TASKS AND EXERCISES:
**1.** From the Forty Hours post, write out the passage between "Our Forty Hours'" and "the Blessed Sacrament.", inclusive, copying it word for word.
**2.** Answer these questions from the Forty Hours post:
(a) What is this year's prayer especially for?
(b) Who gave St Philip his own key to their church?
(c) At what time is the Mass for Peace with hymns?

QUOTED TEXT:
Saturday 18 October 2014

Forty Hours Underway


Our Forty Hours' Adoration of the Blessed Sacrament began last night with the Solemn Mass of Exposition. This year, we are praying especially for Peace, in union with persecuted Christians throughout the world.


Our own Holy Father St Philip used to attend Compline with the Dominicans of the Minerva so often that the Dominican friars gave him his own key to their church. We are very glad to continue this long-standing friendship by welcoming once the more the Dominicans of Blackfriars to sing Compline before the Blessed Sacrament.


Benediction followed Compline, and so the all-night vigil began. The Blessed Sacrament will continue to be exposed until midnight. There will be a Mass for Peace with hymns at 6:30pm.

Masses on Sunday are at the usual times. The Solemn Mass will be a votive Mass of the Sacred Heart, at the end of which exposition will resume until Solemn Vespers, Procession and Benediction at 5pm.

EXTRACTED INFORMATION:
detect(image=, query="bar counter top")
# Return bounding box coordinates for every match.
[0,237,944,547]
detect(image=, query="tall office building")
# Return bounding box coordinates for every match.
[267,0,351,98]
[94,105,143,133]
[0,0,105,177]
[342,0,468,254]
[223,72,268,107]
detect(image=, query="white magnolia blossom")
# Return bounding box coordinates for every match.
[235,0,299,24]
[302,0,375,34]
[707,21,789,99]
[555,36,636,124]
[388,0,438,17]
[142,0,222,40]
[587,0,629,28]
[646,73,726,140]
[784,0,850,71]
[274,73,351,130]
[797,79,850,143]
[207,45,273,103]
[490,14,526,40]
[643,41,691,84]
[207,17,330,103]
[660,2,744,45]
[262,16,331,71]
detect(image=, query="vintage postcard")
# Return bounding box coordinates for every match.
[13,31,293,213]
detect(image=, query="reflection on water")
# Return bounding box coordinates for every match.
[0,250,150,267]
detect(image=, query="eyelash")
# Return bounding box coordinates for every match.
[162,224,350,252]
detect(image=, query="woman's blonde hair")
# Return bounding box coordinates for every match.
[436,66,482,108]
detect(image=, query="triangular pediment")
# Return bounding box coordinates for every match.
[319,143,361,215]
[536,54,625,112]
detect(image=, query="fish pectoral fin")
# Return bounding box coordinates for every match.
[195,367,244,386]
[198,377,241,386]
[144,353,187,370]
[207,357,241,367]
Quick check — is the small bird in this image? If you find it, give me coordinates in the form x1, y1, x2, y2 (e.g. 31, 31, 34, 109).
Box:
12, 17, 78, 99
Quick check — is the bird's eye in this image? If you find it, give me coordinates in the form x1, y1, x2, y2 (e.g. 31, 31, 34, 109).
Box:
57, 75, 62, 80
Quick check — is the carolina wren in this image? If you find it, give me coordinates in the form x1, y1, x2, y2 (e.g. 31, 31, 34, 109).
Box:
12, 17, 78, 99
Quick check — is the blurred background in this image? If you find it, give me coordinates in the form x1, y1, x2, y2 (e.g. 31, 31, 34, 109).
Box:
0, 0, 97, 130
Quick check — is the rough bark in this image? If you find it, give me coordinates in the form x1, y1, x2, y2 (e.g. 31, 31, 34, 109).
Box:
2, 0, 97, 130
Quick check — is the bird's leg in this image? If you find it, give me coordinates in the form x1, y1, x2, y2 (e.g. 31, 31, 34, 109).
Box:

WORKED ANSWERS:
**1.**
Our Forty Hours' Adoration of the Blessed Sacrament began last night with the Solemn Mass of Exposition. This year, we are praying especially for Peace, in union with persecuted Christians throughout the world.


Our own Holy Father St Philip used to attend Compline with the Dominicans of the Minerva so often that the Dominican friars gave him his own key to their church. We are very glad to continue this long-standing friendship by welcoming once the more the Dominicans of Blackfriars to sing Compline before the Blessed Sacrament.

**2.**
(a) Peace, in union with persecuted Christians throughout the world.
(b) The Dominican friars of the Minerva.
(c) 6:30pm.